# Records to process:
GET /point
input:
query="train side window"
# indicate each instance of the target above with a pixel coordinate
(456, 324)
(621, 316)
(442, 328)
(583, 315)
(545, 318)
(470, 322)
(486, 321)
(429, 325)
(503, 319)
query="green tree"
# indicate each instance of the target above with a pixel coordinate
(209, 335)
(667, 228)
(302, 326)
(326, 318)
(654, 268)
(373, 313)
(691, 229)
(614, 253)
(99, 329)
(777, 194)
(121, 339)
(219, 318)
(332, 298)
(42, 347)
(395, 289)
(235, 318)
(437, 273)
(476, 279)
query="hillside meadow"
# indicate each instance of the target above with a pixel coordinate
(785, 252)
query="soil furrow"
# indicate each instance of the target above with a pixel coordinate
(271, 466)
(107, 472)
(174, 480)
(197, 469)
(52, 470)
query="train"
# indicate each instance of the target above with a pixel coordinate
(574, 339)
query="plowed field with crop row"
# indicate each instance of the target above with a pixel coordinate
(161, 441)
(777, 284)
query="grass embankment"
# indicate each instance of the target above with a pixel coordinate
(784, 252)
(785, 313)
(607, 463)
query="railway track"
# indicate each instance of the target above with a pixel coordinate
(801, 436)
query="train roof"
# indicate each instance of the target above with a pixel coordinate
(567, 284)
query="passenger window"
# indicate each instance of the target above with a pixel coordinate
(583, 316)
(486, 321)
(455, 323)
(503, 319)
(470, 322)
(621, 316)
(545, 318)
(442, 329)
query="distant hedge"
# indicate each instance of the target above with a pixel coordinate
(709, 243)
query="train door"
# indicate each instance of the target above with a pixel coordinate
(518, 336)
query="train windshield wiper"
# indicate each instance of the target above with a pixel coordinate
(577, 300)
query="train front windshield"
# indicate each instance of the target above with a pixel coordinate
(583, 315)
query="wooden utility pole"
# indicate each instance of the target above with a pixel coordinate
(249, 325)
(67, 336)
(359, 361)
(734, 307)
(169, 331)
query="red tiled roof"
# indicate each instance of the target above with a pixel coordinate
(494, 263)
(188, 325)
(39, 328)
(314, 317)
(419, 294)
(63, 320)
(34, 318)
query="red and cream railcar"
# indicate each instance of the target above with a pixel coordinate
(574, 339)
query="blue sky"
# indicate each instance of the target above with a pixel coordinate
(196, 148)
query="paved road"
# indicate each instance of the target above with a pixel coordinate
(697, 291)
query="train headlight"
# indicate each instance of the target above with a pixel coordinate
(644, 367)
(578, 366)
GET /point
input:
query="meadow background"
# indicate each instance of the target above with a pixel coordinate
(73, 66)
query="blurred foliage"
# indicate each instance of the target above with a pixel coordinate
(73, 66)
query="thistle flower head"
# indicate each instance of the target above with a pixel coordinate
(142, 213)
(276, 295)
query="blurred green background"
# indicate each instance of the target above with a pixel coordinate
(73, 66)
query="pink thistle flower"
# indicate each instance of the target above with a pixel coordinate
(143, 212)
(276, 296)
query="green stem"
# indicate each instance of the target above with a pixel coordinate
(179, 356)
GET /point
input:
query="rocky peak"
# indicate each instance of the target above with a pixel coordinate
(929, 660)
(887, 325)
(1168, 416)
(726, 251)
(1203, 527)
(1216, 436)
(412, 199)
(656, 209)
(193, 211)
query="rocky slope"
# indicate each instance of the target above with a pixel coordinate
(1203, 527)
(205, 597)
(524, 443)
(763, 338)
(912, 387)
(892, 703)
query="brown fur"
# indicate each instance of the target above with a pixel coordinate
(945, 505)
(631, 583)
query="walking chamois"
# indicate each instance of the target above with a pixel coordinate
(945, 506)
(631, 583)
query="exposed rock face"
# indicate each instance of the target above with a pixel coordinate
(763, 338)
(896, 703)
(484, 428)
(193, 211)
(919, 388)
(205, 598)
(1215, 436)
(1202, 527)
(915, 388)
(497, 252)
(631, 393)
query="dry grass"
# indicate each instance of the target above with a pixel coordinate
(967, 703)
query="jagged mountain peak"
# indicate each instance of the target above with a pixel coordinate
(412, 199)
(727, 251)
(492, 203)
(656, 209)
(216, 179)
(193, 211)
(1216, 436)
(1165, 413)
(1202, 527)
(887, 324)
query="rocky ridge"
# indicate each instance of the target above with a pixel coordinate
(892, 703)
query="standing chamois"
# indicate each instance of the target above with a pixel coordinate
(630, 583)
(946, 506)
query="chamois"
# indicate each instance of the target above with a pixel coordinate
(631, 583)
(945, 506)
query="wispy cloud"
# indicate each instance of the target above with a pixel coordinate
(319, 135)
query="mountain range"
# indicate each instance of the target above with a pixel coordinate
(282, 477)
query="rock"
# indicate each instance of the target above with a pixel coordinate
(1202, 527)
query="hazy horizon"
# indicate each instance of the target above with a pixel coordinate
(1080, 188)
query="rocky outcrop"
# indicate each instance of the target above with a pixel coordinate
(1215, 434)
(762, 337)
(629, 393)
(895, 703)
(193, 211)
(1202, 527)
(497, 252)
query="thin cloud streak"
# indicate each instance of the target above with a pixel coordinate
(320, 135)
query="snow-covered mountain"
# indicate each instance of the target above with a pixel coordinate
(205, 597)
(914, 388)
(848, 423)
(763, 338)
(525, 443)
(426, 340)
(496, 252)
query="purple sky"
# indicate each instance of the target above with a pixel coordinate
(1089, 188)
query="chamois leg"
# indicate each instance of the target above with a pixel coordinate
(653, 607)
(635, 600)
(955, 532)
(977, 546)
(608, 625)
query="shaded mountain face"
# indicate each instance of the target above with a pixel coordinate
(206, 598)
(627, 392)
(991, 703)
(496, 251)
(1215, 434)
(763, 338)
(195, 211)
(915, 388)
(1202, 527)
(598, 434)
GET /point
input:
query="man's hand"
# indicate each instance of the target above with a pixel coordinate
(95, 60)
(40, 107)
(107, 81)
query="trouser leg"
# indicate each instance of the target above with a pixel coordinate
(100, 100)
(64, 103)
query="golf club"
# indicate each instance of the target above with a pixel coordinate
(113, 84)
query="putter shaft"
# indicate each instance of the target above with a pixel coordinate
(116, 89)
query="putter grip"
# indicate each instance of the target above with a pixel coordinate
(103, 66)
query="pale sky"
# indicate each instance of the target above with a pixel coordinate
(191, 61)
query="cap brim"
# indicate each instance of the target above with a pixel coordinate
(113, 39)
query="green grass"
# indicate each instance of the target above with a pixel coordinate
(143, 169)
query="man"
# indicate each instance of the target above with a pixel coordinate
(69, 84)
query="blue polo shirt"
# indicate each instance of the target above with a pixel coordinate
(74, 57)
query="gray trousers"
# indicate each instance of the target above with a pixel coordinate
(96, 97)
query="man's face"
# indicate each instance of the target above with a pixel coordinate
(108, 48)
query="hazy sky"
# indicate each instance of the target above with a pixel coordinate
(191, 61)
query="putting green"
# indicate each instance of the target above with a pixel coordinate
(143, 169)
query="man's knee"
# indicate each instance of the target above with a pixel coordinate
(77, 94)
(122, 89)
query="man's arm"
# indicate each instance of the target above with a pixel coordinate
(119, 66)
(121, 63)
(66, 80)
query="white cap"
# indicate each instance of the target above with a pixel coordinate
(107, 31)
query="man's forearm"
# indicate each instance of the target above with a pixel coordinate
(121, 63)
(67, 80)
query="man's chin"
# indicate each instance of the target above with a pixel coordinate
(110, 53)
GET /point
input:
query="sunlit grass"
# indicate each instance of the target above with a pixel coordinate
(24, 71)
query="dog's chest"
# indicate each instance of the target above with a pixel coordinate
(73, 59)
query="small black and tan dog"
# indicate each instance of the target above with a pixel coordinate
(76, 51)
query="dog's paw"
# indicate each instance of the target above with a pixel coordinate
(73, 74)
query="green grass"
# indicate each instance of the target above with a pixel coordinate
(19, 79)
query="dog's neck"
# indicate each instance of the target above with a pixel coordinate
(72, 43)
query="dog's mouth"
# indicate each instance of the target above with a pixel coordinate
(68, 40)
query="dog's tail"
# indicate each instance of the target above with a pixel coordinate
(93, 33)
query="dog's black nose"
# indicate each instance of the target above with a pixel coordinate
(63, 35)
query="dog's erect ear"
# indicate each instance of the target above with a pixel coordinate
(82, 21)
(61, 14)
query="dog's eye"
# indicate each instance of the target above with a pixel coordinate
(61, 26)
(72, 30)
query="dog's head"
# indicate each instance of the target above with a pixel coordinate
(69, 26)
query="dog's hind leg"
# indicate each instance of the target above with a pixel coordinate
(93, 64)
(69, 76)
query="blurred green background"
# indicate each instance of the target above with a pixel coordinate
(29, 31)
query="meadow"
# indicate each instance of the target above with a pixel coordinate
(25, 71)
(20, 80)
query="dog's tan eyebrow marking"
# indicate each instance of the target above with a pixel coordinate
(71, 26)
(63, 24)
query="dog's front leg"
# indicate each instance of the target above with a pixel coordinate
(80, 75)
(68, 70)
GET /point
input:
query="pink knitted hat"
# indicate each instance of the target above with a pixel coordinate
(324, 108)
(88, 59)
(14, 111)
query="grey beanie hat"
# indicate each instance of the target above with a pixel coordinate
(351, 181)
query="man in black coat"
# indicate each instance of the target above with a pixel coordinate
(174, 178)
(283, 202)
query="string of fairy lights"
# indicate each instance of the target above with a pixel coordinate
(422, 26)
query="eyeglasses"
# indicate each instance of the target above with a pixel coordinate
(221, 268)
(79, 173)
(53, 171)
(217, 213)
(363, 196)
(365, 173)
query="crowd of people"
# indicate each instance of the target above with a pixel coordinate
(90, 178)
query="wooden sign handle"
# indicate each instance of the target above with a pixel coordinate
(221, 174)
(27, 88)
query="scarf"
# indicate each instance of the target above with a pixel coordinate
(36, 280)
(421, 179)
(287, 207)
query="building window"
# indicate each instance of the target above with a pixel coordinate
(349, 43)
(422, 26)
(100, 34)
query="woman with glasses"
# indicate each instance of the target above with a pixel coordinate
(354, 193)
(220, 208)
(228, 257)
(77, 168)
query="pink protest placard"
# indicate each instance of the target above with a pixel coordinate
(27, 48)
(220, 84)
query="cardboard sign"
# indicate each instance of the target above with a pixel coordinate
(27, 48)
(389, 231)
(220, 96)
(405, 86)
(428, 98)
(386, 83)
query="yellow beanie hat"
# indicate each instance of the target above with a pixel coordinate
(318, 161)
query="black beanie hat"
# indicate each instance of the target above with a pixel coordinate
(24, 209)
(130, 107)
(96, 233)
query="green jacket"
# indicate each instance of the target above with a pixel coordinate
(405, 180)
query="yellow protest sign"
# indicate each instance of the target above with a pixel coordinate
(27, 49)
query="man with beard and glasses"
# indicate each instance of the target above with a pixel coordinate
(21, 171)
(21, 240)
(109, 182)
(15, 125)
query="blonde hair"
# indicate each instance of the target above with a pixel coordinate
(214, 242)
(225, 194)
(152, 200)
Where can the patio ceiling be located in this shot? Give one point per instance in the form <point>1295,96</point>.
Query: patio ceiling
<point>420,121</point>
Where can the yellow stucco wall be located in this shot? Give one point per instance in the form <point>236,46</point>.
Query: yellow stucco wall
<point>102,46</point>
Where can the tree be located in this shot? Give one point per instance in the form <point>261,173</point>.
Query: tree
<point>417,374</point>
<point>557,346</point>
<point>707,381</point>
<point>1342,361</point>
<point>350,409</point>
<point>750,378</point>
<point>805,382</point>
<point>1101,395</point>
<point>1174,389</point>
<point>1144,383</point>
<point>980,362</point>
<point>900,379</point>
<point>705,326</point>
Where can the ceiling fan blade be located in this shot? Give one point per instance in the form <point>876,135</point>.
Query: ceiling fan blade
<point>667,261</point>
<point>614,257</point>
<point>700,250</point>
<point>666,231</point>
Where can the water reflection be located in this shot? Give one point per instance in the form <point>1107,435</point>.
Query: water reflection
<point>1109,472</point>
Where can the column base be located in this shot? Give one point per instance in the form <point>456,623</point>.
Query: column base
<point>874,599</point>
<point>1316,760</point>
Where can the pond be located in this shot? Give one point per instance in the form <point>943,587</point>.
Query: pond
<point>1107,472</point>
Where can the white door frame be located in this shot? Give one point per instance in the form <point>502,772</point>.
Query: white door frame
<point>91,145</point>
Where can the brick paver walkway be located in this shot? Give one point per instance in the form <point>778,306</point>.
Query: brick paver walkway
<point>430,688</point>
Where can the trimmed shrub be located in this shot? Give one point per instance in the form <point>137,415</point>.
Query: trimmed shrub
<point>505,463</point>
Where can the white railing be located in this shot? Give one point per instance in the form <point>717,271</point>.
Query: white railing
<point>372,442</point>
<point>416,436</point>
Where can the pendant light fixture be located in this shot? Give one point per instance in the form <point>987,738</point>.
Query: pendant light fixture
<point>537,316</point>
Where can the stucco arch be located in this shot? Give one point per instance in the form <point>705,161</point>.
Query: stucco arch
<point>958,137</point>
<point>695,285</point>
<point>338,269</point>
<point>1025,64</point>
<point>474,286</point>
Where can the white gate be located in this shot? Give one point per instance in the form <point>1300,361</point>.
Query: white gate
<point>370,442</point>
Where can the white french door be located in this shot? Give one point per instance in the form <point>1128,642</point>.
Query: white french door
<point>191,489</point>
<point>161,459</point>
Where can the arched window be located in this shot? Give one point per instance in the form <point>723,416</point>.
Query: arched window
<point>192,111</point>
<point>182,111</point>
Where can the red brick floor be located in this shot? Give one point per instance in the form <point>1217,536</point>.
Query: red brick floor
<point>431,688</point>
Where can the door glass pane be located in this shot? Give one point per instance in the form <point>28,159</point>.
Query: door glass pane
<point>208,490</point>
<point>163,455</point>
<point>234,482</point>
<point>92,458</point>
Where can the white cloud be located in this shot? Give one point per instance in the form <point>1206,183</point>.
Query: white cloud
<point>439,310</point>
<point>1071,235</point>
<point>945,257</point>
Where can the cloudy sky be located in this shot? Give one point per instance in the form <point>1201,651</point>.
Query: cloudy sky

# Problem to solve:
Copy every line from the records that holds the string "beanie".

# Expected answer:
query="grey beanie hat"
query="yellow beanie hat"
query="black beanie hat"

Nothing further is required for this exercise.